Aim of the exercise: Locate each row below that contains the string "tunnel", and copy every such row in full.

□ □ □

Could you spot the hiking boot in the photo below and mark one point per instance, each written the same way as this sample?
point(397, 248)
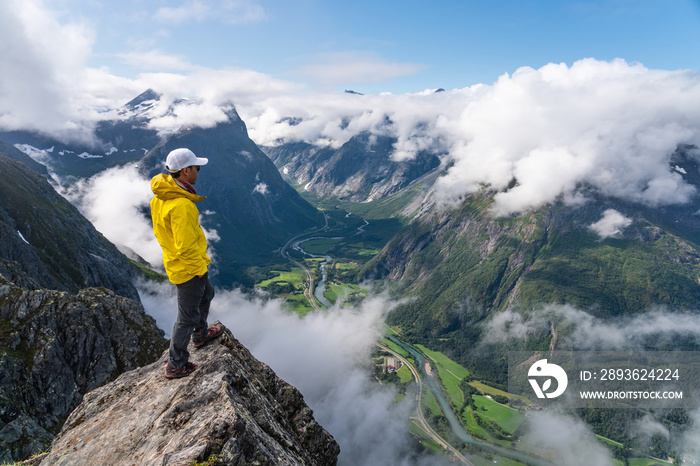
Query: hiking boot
point(212, 332)
point(171, 373)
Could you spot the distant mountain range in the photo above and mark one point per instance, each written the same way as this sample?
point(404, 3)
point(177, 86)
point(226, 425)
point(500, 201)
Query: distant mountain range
point(360, 170)
point(462, 263)
point(252, 209)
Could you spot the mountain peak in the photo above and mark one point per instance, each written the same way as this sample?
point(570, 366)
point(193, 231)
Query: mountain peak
point(231, 407)
point(138, 101)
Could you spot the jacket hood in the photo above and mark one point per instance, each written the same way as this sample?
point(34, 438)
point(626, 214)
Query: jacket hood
point(165, 188)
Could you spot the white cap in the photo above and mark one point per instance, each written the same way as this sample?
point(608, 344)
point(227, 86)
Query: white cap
point(182, 158)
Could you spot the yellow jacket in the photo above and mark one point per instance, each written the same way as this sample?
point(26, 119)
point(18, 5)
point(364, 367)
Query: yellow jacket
point(176, 226)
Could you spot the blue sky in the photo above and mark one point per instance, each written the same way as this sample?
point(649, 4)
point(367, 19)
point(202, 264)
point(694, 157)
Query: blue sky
point(555, 94)
point(384, 46)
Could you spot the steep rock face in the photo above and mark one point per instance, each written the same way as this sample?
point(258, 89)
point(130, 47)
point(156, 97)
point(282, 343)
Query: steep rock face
point(47, 243)
point(253, 210)
point(232, 407)
point(361, 170)
point(55, 347)
point(12, 152)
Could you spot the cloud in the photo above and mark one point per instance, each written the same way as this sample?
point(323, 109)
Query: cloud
point(325, 355)
point(535, 136)
point(115, 201)
point(228, 11)
point(611, 126)
point(567, 438)
point(354, 67)
point(612, 223)
point(156, 60)
point(42, 62)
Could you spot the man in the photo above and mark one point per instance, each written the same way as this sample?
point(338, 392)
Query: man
point(176, 226)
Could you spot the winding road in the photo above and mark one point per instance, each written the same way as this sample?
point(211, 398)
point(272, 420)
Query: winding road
point(309, 291)
point(420, 420)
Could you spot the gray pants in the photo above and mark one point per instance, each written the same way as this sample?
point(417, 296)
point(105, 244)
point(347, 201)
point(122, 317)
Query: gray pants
point(193, 299)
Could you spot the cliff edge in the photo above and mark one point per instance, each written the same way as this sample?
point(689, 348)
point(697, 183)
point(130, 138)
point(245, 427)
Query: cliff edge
point(232, 410)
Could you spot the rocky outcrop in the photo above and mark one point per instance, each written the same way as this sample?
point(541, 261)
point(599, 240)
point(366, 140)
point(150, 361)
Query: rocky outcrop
point(232, 410)
point(54, 348)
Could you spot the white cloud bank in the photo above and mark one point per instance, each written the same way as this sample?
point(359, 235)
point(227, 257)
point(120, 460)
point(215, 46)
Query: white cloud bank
point(324, 355)
point(556, 131)
point(612, 223)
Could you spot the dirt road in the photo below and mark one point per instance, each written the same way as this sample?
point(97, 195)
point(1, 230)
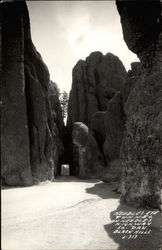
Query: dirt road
point(67, 214)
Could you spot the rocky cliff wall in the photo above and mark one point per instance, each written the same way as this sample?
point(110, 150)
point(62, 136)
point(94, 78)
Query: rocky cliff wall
point(30, 137)
point(96, 101)
point(142, 144)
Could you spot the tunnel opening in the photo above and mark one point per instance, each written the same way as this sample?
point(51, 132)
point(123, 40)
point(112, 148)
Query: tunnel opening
point(65, 170)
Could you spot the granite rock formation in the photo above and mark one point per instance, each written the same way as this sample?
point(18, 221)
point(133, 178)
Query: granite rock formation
point(142, 145)
point(97, 81)
point(88, 159)
point(114, 123)
point(30, 136)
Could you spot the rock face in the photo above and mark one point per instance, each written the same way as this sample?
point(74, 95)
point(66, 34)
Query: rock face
point(30, 137)
point(96, 82)
point(114, 122)
point(88, 159)
point(142, 145)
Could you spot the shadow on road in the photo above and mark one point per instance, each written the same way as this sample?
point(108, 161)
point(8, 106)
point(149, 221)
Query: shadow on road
point(103, 190)
point(152, 241)
point(75, 179)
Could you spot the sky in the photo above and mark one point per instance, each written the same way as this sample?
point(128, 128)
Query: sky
point(66, 31)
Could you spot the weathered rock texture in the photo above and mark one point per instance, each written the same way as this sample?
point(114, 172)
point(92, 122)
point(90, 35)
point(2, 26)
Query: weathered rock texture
point(142, 145)
point(30, 137)
point(95, 95)
point(95, 81)
point(88, 159)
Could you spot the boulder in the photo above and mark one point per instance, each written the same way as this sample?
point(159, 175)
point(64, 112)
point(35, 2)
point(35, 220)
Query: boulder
point(30, 136)
point(142, 146)
point(95, 82)
point(86, 154)
point(98, 128)
point(114, 123)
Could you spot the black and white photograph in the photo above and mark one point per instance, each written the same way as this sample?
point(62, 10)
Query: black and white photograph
point(81, 124)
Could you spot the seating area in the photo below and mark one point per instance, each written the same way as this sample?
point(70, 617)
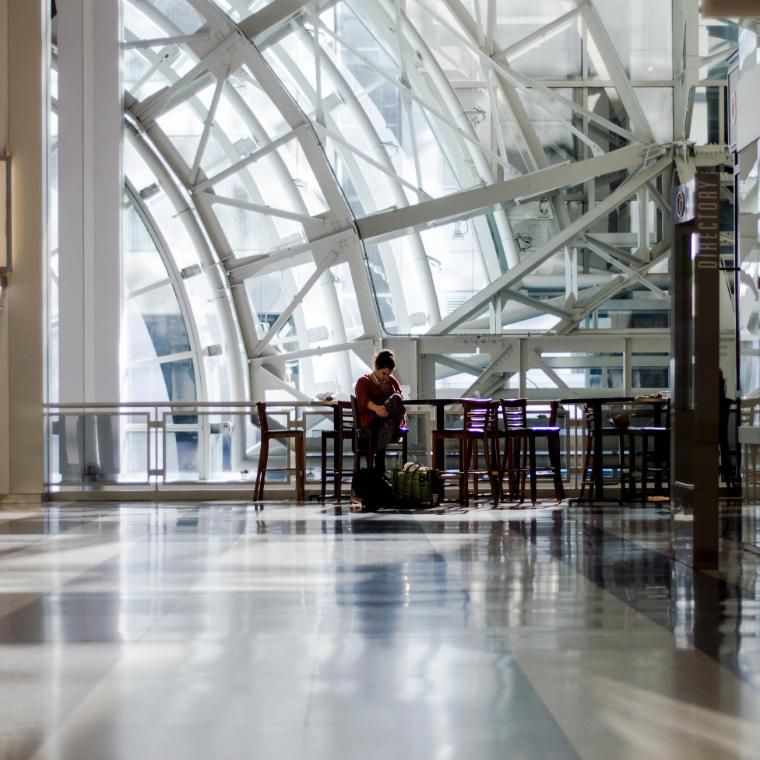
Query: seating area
point(490, 451)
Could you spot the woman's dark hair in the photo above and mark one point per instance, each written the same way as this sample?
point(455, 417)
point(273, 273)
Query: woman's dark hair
point(385, 359)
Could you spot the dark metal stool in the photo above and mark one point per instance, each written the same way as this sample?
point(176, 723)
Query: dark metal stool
point(282, 434)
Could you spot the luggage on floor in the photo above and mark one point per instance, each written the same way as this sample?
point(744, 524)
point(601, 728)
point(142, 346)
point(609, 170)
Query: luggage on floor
point(372, 489)
point(416, 487)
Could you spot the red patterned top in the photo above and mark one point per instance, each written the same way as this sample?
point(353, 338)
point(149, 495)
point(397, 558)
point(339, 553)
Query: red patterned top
point(378, 393)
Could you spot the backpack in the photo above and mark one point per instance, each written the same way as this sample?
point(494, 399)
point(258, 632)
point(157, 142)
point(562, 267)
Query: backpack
point(372, 488)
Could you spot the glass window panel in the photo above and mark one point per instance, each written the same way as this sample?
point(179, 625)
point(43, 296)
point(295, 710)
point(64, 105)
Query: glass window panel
point(181, 455)
point(179, 379)
point(205, 312)
point(154, 325)
point(141, 24)
point(283, 180)
point(183, 125)
point(272, 292)
point(558, 56)
point(142, 264)
point(172, 226)
point(135, 168)
point(657, 103)
point(267, 115)
point(144, 381)
point(180, 13)
point(250, 233)
point(238, 10)
point(641, 33)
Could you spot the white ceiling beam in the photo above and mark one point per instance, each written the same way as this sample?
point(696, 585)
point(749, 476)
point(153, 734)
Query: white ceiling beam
point(533, 40)
point(617, 72)
point(611, 202)
point(612, 256)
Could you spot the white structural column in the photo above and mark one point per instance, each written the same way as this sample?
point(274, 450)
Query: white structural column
point(90, 188)
point(23, 135)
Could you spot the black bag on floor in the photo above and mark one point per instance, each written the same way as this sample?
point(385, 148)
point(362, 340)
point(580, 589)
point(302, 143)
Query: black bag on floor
point(372, 488)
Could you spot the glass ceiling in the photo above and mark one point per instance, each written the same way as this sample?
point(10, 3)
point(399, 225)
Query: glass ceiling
point(311, 178)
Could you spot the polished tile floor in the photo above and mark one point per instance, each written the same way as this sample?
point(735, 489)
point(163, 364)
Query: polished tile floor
point(220, 631)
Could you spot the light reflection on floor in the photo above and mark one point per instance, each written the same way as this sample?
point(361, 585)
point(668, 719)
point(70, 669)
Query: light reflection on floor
point(223, 631)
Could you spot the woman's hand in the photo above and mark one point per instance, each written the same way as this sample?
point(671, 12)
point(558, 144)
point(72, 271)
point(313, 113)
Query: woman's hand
point(378, 409)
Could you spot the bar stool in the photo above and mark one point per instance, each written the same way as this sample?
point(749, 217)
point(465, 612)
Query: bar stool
point(519, 460)
point(283, 434)
point(618, 431)
point(343, 430)
point(478, 427)
point(655, 454)
point(363, 445)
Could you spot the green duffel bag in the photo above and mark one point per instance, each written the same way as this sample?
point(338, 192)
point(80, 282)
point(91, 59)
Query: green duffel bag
point(416, 487)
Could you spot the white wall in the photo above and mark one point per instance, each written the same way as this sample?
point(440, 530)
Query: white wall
point(23, 133)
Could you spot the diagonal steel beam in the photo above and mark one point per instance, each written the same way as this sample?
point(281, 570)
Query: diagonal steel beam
point(613, 255)
point(469, 202)
point(611, 202)
point(616, 71)
point(528, 43)
point(618, 283)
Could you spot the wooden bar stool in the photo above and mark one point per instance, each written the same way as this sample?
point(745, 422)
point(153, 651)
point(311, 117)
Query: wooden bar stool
point(344, 424)
point(478, 428)
point(649, 451)
point(617, 431)
point(282, 434)
point(519, 459)
point(363, 445)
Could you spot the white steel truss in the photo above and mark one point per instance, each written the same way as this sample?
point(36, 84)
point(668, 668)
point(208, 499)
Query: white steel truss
point(418, 174)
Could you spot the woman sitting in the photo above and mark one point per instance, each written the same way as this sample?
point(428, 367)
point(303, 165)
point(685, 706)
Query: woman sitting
point(381, 407)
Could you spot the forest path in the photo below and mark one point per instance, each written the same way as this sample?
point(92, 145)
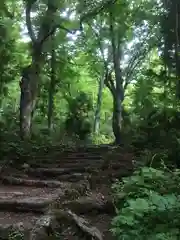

□ □ □

Result:
Could you spot the tunnel opening in the photo above and mark one point per instance, each written the same way as this sample?
Query: tunnel opening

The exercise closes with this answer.